**WHAT YOU SHOULD DO**
Reproduce every entry below precisely. Pictures are excluded from the copy.

**DATA SECTION**

--------------------------------

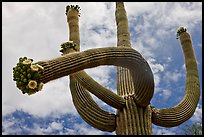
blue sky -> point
(36, 30)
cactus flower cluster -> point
(68, 45)
(180, 30)
(26, 75)
(75, 7)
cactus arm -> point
(73, 23)
(123, 35)
(175, 116)
(89, 110)
(82, 77)
(101, 92)
(123, 40)
(83, 102)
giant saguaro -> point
(135, 82)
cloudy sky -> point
(36, 30)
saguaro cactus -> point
(135, 82)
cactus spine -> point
(135, 83)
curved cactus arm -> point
(123, 35)
(89, 110)
(175, 116)
(90, 84)
(72, 13)
(125, 57)
(101, 92)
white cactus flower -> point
(40, 67)
(34, 67)
(40, 86)
(27, 62)
(32, 84)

--------------------------------

**SOLUTION TO THE EXERCISE**
blue sky -> point
(36, 30)
cactus flower cluster -> point
(68, 45)
(180, 30)
(26, 75)
(75, 7)
cactus arm -> point
(73, 23)
(123, 35)
(175, 116)
(89, 110)
(82, 77)
(101, 92)
(123, 40)
(83, 102)
giant saguaro -> point
(135, 82)
cloudy sky -> point
(36, 30)
saguaro cactus -> point
(135, 82)
cactus spine -> point
(135, 83)
curved cactus arm -> point
(123, 35)
(89, 110)
(175, 116)
(90, 84)
(72, 13)
(125, 57)
(101, 92)
white cactus flower -> point
(40, 67)
(34, 67)
(40, 86)
(27, 62)
(32, 84)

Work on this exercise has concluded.